── Text passage

I am working in VB.net 2003.

The project is to convert some fortran code to vb.
I have a set of fortran routines and one function.

I have converted them to the best of my abilty but have a few remaining problems: (at least I hope so)

Problem 1^^^^^^^^^^^^^^^^^^
"Value of type 'Double' cannot be converted to '2-dimensional array of Double"

This is the line raising the error: eight lines after the "180:"

Call DBNFAC(W(IWP, 1), NWROW, N, ILB, IUB, IFLAG)

Problem 2^^^^^^^^^^^^^^^^^^
What should be done with the Dim statements from fortran.
they are commented out just above the line:
'***FIRST EXECUTABLE STATEMENT DBINT4

Here is the code. Any clues would be most appriciated.

^^^^^^^^^^^^^^^^^^^^^^^^^^^^^^^^

Sub DBINT4(ByVal X() As Double, ByVal Y() As Double, ByVal NDATA As Integer, ByVal IBCL As Integer, ByVal IBCR As Integer, ByVal FBCL As Double, ByVal FBCR As Double, ByVal KNTOPT As Integer, ByVal T() As Double, ByVal BCOEF() As Double, ByVal N As Integer, ByVal K As Integer, ByVal W(,) As Double)
'***BEGIN PROLOGUE DBINT4
'***DATE WRITTEN 800901 (YYMMDD)
'***REVISION DATE 820801 (YYMMDD)
'***CATEGORY NO. E1A
'***KEYWORDS B-SPLINE,DATA FITTING,DOUBLE PRECISION,INTERPOLATION,
' SPLINE
'***AUTHOR AMOS, D. E., (SNLA)

────

**Given exercise:**
Answer from the forum post about converting Fortran code to VB.net:
1. Which version of VB.net is the poster using?
2. What error message is quoted for Problem 1?
3. What date written appears in the DBINT4 prologue?
You won't need the lines that come next.

── Given information

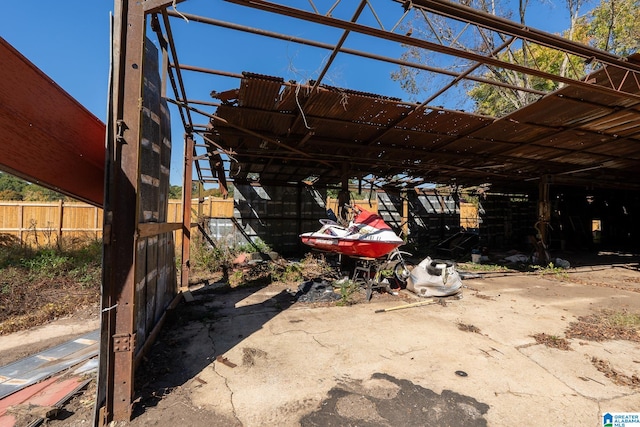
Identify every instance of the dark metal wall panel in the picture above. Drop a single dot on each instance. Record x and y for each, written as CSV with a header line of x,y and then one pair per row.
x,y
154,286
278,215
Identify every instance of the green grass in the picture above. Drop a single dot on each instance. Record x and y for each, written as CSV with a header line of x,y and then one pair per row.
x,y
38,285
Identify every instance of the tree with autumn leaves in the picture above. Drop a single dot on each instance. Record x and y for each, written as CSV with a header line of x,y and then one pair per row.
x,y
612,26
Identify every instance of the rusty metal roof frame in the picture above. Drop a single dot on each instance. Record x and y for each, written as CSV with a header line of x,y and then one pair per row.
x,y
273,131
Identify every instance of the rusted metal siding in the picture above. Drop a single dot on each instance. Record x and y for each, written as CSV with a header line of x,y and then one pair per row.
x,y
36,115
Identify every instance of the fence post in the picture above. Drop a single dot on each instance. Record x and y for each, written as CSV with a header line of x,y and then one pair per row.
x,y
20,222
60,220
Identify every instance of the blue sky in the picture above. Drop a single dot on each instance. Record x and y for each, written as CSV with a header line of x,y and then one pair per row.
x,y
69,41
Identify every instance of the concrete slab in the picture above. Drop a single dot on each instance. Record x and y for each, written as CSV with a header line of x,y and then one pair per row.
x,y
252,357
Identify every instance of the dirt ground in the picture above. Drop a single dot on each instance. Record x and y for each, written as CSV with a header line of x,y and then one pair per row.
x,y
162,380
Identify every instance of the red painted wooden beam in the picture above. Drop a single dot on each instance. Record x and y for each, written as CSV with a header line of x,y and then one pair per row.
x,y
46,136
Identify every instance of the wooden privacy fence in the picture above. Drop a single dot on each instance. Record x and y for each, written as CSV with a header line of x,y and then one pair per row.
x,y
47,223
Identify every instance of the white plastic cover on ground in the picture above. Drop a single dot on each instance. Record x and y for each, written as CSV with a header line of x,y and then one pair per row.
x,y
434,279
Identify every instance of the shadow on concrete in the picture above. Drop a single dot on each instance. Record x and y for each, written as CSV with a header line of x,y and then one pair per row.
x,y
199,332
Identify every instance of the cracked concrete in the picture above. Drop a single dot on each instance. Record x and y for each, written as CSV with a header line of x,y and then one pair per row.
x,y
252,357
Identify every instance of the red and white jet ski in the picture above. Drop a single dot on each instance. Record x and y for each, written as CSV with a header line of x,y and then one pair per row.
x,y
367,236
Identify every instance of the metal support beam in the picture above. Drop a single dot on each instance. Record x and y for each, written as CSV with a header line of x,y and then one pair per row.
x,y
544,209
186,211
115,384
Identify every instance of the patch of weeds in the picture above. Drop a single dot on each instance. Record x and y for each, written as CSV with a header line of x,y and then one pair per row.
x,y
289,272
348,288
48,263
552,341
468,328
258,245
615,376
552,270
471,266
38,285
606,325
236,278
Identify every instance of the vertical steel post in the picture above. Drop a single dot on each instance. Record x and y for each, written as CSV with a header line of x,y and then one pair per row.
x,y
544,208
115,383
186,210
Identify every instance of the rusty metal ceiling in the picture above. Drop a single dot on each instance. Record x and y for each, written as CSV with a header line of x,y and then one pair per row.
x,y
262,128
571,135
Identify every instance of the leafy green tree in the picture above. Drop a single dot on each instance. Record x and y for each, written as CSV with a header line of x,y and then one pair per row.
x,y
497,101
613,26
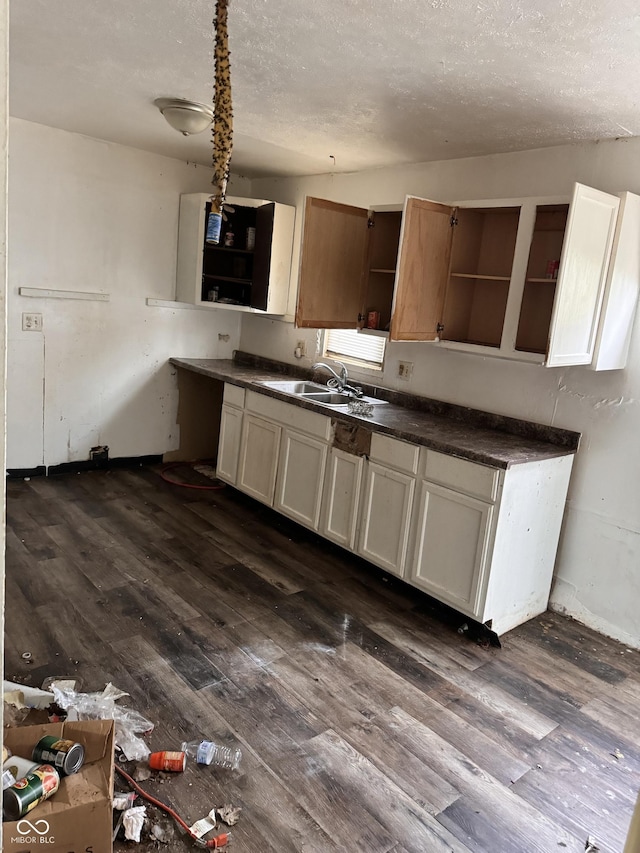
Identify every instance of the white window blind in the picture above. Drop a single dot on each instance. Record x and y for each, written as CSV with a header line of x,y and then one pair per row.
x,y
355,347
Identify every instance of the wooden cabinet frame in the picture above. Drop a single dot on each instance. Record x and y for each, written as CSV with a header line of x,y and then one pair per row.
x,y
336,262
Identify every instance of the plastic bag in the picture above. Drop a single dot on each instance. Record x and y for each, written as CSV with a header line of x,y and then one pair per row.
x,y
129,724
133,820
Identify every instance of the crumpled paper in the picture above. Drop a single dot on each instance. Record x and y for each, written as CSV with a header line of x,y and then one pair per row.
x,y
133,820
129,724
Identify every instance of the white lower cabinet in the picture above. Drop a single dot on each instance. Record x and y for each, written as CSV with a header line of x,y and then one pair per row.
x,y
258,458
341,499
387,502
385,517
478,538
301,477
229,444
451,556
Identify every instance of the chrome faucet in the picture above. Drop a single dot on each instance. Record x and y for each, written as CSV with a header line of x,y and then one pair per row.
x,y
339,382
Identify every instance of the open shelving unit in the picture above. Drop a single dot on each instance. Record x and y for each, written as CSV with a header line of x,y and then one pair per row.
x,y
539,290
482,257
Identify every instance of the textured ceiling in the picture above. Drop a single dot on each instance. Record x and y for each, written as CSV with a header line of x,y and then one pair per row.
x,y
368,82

────
── Given information

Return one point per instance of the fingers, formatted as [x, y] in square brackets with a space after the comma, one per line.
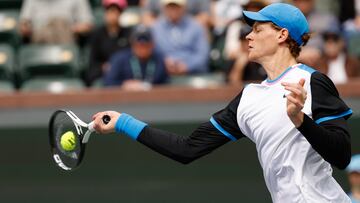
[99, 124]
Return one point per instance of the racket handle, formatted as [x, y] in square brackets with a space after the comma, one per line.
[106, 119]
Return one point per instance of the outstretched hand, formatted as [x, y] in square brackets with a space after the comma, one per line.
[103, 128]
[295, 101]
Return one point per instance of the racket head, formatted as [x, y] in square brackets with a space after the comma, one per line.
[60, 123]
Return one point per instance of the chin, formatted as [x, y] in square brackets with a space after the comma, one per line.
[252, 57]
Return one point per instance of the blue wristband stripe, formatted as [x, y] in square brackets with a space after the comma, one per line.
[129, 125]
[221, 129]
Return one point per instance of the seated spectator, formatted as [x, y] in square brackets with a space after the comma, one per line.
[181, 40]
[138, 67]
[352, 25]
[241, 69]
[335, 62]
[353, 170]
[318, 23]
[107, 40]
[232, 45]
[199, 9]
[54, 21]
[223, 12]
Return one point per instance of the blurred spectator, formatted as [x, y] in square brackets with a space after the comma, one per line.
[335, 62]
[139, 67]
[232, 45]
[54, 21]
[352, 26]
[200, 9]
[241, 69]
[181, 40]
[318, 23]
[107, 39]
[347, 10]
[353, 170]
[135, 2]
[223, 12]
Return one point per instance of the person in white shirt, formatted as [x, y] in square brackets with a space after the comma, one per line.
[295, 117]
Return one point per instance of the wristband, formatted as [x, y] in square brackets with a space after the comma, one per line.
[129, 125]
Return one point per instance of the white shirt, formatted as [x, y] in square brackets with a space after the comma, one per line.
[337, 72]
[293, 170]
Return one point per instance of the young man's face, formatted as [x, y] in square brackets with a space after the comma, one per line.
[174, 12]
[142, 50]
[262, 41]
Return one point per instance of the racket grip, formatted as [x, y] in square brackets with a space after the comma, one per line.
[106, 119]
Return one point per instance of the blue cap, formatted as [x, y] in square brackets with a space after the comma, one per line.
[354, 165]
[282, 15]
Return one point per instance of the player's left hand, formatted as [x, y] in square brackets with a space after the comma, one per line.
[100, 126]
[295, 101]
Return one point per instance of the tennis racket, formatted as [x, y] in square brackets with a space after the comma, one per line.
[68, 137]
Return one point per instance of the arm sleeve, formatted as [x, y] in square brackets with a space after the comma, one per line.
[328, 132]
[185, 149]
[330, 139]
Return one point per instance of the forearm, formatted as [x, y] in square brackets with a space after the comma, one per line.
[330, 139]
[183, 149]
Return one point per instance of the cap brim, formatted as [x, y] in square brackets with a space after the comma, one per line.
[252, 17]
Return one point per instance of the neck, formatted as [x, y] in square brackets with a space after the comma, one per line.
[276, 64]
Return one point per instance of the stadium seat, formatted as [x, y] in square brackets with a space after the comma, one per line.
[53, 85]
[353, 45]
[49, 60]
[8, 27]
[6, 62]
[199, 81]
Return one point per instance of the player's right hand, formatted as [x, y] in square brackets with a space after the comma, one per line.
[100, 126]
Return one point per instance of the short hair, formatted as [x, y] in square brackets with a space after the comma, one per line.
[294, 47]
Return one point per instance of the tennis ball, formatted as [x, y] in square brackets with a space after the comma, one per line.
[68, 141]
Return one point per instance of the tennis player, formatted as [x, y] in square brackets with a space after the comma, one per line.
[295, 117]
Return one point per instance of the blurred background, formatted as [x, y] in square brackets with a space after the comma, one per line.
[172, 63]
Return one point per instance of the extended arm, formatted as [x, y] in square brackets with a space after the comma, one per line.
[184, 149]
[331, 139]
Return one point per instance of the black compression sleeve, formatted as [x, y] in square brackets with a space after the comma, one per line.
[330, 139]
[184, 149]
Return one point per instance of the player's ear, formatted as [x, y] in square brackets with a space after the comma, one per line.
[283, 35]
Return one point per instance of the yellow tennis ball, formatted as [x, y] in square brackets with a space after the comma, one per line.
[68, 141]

────
── Given information

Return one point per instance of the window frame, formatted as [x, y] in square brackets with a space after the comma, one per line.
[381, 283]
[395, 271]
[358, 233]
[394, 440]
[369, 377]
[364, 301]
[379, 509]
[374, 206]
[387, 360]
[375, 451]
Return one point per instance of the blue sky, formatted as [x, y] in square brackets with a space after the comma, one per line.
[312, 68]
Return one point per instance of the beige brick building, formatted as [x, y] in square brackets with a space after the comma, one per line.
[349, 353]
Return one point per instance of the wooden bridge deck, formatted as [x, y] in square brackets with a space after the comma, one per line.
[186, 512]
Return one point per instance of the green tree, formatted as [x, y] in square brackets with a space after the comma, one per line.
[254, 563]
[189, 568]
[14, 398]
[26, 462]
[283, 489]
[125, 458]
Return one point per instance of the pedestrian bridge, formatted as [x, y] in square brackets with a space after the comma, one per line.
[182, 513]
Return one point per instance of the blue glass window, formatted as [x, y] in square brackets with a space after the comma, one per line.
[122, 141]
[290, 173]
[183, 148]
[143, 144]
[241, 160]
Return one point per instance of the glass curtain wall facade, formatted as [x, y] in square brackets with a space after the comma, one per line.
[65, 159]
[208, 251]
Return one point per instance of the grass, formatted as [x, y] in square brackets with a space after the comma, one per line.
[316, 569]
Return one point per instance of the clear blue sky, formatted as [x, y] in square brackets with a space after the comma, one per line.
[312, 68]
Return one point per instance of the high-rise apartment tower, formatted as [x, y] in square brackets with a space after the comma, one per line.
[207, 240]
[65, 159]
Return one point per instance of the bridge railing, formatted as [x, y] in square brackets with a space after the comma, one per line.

────

**Worked solution:**
1. VB.net 2003
2. "Value of type 'Double' cannot be converted to '2-dimensional array of Double"
3. 800901 (YYMMDD)